__TASK__. Could you transcribe every entry exactly, leaving nothing out?

__RECORDED INFORMATION__.
──────────

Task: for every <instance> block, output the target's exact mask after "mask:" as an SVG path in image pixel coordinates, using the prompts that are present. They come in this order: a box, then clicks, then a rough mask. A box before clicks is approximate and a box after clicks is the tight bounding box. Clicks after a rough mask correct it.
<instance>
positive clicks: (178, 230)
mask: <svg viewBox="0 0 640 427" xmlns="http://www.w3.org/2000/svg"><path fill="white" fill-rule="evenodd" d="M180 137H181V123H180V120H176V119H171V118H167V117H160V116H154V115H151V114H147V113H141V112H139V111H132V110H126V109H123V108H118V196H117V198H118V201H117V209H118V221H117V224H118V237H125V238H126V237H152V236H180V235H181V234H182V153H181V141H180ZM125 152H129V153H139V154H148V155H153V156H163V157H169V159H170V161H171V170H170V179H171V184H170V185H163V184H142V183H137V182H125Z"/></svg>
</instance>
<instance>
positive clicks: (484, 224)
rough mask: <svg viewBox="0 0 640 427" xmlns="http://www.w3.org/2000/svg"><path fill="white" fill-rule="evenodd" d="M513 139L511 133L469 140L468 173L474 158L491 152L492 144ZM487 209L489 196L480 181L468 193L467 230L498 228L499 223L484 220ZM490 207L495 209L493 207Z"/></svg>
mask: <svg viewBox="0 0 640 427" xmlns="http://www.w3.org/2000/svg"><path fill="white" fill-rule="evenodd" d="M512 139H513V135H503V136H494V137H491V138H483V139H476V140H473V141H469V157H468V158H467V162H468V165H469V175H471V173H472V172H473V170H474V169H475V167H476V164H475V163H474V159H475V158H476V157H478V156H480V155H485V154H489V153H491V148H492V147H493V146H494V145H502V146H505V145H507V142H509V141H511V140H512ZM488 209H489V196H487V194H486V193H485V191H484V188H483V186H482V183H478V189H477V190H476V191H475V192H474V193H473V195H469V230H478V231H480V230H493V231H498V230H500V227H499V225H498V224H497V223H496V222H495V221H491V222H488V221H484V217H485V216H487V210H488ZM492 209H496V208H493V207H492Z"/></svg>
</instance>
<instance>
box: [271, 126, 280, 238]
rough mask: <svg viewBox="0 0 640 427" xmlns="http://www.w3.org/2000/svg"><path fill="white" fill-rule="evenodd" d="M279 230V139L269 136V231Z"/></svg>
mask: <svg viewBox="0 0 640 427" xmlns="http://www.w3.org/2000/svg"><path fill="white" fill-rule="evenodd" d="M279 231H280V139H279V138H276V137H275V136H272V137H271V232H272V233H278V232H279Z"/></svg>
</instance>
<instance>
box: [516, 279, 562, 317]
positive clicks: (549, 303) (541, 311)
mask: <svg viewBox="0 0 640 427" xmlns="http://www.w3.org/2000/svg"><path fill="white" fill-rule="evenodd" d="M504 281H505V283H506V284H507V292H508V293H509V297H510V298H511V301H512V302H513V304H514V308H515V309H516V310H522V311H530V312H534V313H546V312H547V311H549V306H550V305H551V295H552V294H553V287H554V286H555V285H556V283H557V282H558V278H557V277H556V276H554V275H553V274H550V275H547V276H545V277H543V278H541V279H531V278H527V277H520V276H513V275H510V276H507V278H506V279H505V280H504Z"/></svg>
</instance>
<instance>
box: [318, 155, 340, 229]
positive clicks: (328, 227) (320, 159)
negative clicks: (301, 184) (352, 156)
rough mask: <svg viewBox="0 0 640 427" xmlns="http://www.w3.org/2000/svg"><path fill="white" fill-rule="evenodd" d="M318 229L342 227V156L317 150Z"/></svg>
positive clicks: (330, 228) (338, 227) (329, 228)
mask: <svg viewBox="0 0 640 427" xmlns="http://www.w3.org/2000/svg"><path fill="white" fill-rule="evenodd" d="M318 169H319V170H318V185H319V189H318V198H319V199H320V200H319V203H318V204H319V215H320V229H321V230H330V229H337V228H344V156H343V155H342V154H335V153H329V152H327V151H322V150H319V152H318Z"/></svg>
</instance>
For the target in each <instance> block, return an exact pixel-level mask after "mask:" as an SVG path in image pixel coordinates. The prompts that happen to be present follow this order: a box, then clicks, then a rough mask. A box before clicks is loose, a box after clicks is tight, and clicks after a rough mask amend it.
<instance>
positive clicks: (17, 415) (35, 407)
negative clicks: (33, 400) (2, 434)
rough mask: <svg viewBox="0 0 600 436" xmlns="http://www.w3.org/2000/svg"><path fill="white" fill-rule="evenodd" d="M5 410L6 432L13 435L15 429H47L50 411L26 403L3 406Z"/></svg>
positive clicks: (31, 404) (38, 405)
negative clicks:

──────────

__ANSWER BELOW__.
Task: for every <instance> block, output the target's exact mask after "mask:" as an SVG path in image pixel coordinates, using the prompts that are present. They come in this order: a box, then clicks, then a rough mask. A box before clicks is approximate and a box after clicks is the tight bounding box. Clicks after a rough mask correct it.
<instance>
positive clicks: (178, 230)
mask: <svg viewBox="0 0 640 427" xmlns="http://www.w3.org/2000/svg"><path fill="white" fill-rule="evenodd" d="M180 137H181V123H180V120H176V119H171V118H167V117H160V116H154V115H151V114H147V113H141V112H139V111H132V110H126V109H123V108H118V196H117V198H118V201H117V209H118V221H117V224H118V237H125V238H126V237H152V236H180V235H181V234H182V153H181V141H180ZM125 152H129V153H139V154H148V155H153V156H163V157H169V159H170V161H171V170H170V179H171V184H170V185H163V184H142V183H137V182H125Z"/></svg>
</instance>
<instance>
positive clicks: (484, 224)
rough mask: <svg viewBox="0 0 640 427" xmlns="http://www.w3.org/2000/svg"><path fill="white" fill-rule="evenodd" d="M513 139L511 133L469 140L468 173L474 158L491 152L492 144ZM487 209L489 196L480 181L468 193L467 230L498 228L499 223L484 220ZM490 207L495 209L493 207Z"/></svg>
mask: <svg viewBox="0 0 640 427" xmlns="http://www.w3.org/2000/svg"><path fill="white" fill-rule="evenodd" d="M512 139H513V135H503V136H494V137H491V138H483V139H476V140H473V141H469V157H468V158H467V162H468V165H469V175H471V173H472V172H473V170H474V169H475V167H476V164H475V163H474V159H475V158H476V157H478V156H480V155H485V154H489V153H491V148H492V147H493V146H494V145H502V146H505V145H507V142H509V141H511V140H512ZM488 209H489V196H487V194H486V193H485V191H484V188H483V186H482V183H478V189H477V190H476V191H475V192H474V193H473V195H469V230H478V231H480V230H493V231H498V230H500V227H499V225H498V224H497V223H496V222H495V221H491V222H488V221H484V217H485V216H487V210H488ZM492 209H496V208H493V207H492Z"/></svg>
</instance>
<instance>
box: [271, 126, 280, 238]
rough mask: <svg viewBox="0 0 640 427" xmlns="http://www.w3.org/2000/svg"><path fill="white" fill-rule="evenodd" d="M279 230V139L269 136V231Z"/></svg>
mask: <svg viewBox="0 0 640 427" xmlns="http://www.w3.org/2000/svg"><path fill="white" fill-rule="evenodd" d="M279 231H280V139H279V138H276V137H275V136H272V137H271V232H272V233H278V232H279Z"/></svg>
</instance>
<instance>
box: [516, 279, 562, 317]
positive clicks: (549, 303) (541, 311)
mask: <svg viewBox="0 0 640 427" xmlns="http://www.w3.org/2000/svg"><path fill="white" fill-rule="evenodd" d="M504 281H505V283H506V284H507V292H508V293H509V297H510V298H511V301H512V302H513V304H514V308H515V309H516V310H522V311H530V312H534V313H546V312H547V311H549V306H550V305H551V295H552V294H553V287H554V286H555V285H556V283H557V282H558V278H557V277H556V276H554V275H553V274H550V275H547V276H545V277H543V278H541V279H531V278H527V277H520V276H513V275H510V276H507V278H506V279H505V280H504Z"/></svg>
</instance>
<instance>
box: [318, 155, 340, 229]
positive clicks: (328, 227) (320, 159)
negative clicks: (301, 184) (352, 156)
rough mask: <svg viewBox="0 0 640 427" xmlns="http://www.w3.org/2000/svg"><path fill="white" fill-rule="evenodd" d="M318 229L342 227V156L317 150Z"/></svg>
positive clicks: (330, 228) (338, 227) (329, 228)
mask: <svg viewBox="0 0 640 427" xmlns="http://www.w3.org/2000/svg"><path fill="white" fill-rule="evenodd" d="M318 169H319V170H318V185H319V189H318V198H319V199H320V200H319V203H318V204H319V215H320V229H321V230H330V229H337V228H344V156H343V155H342V154H335V153H329V152H327V151H322V150H319V152H318Z"/></svg>
</instance>
For the target in each <instance> block, return an exact pixel-level mask after "mask:" as an SVG path in image pixel coordinates. The prompts that happen to be present follow this order: a box, then clicks, then a rough mask. A box before clicks is loose, a box after clicks is tight, and clicks after a rough mask amend it.
<instance>
positive clicks: (17, 415) (35, 407)
negative clicks: (33, 400) (2, 434)
rough mask: <svg viewBox="0 0 600 436" xmlns="http://www.w3.org/2000/svg"><path fill="white" fill-rule="evenodd" d="M5 410L6 432L13 435L15 429H47L50 411L26 403L3 406Z"/></svg>
positive clicks: (31, 404) (38, 405)
negative clicks:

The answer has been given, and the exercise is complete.